▶ [Job 1] Rewrite the first-deer forum thread between "My 7yr old has" and "is an understatement.", inclusive, substituting "compound bow" for "crossbow".
▶ [Job 2] Extend the forum thread about a young hunter's first deer, beginning after its final post.

▶ [Document excerpt]
+ + + + + + +

# First Deer



## Squid94 (Nov 15, 2010)

My 7yr old has been itchin' to shoot a deer but is too "short" to handle a gun, so we tried the crossbow. This deer came in and he missed the first shot. The buck wasn't sure what happened and he was fortunate to make the second shot count! To say I'm proud is an understatement.


----------



## Chunky (Oct 15, 2006)

congrats to the hunter!


----------



## gm (Jun 26, 2004)

*Way to go!*

That's great! Nothing better than hunting with your Son. Mine is 16, and it's still the greatest feeling hunting with him and seeing him enjoy the experience. Hope you enjoy many more hunts together.


----------



## -D (Jul 13, 2010)

nice buck - never got my first one till 9


----------



## Listo (Jun 26, 2010)

Good job. Look at that boy smile!!!!

+ + + + + + +

▶ [Record extracts]
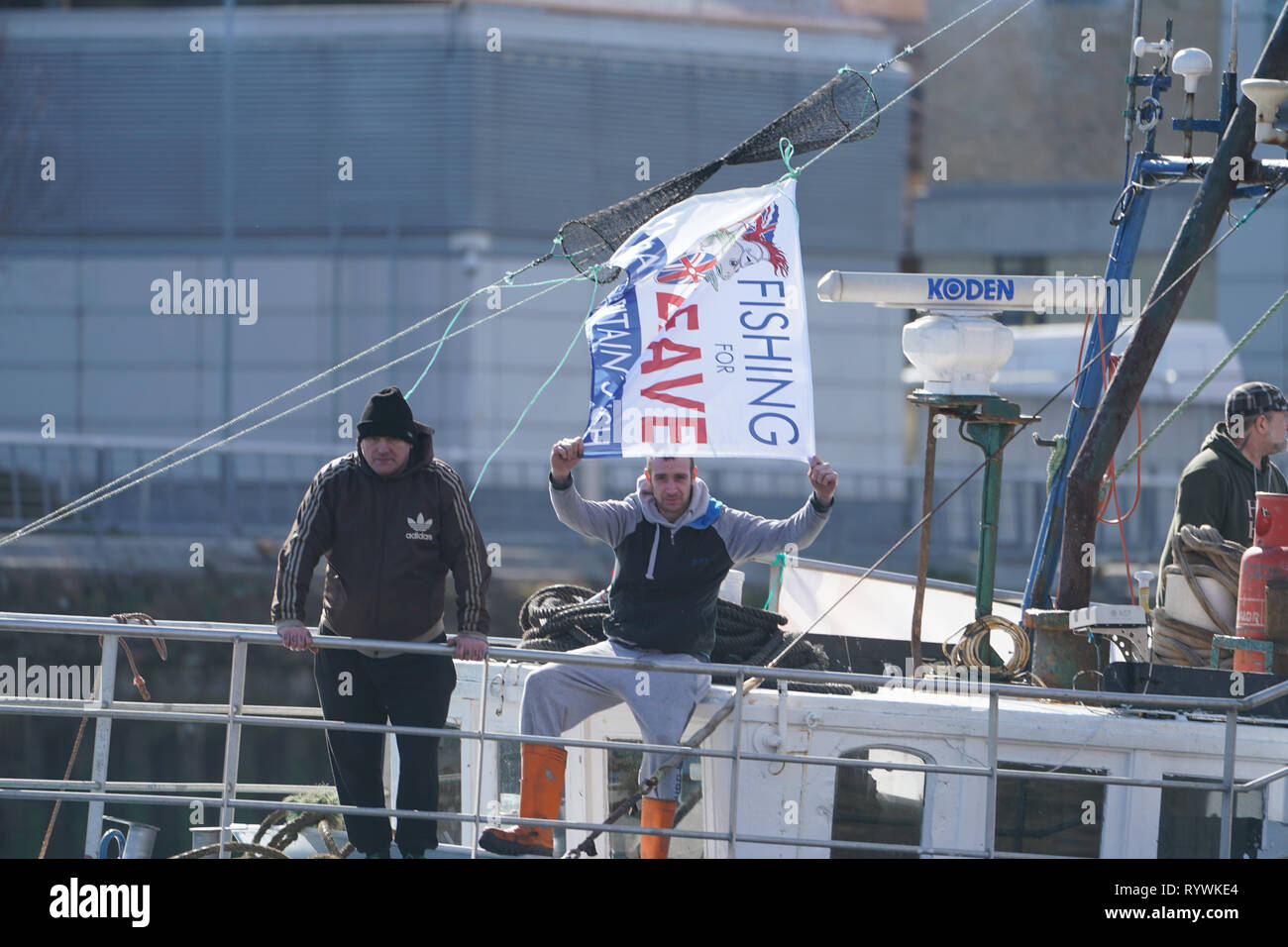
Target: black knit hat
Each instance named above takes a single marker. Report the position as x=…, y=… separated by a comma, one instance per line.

+ + + + + + +

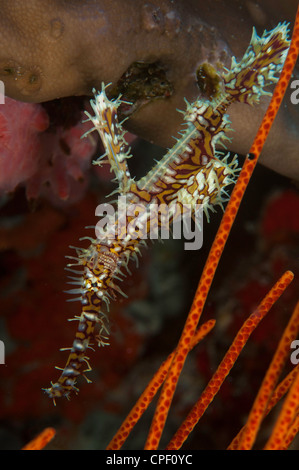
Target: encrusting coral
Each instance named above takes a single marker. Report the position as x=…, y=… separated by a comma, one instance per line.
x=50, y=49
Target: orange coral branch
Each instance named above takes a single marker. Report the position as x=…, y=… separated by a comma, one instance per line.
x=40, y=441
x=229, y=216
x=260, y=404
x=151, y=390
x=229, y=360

+ + + + + + +

▶ [Expected answer 1]
My 7yr old has been itchin' to shoot a deer but is too "short" to handle a gun, so we tried the compound bow. This deer came in and he missed the first shot. The buck wasn't sure what happened and he was fortunate to make the second shot count! To say I'm proud is an understatement.

▶ [Expected answer 2]
----------



## Jasmillertime (Mar 23, 2010)

thats awesome. My oldest turns 3 in march. I have some time left but I cant wait til he goes. We were at academy the other day and he said he wanted a bow so he could go shoot some pigs.


----------



## Screeminreel (Jun 2, 2004)

Way to go to the both of you. Know the feeling, I have three grandsons the oldest of which got his first buck this year. His mom does me proud every once in a while as well.


----------



## Danny O (Apr 14, 2010)

Awesome!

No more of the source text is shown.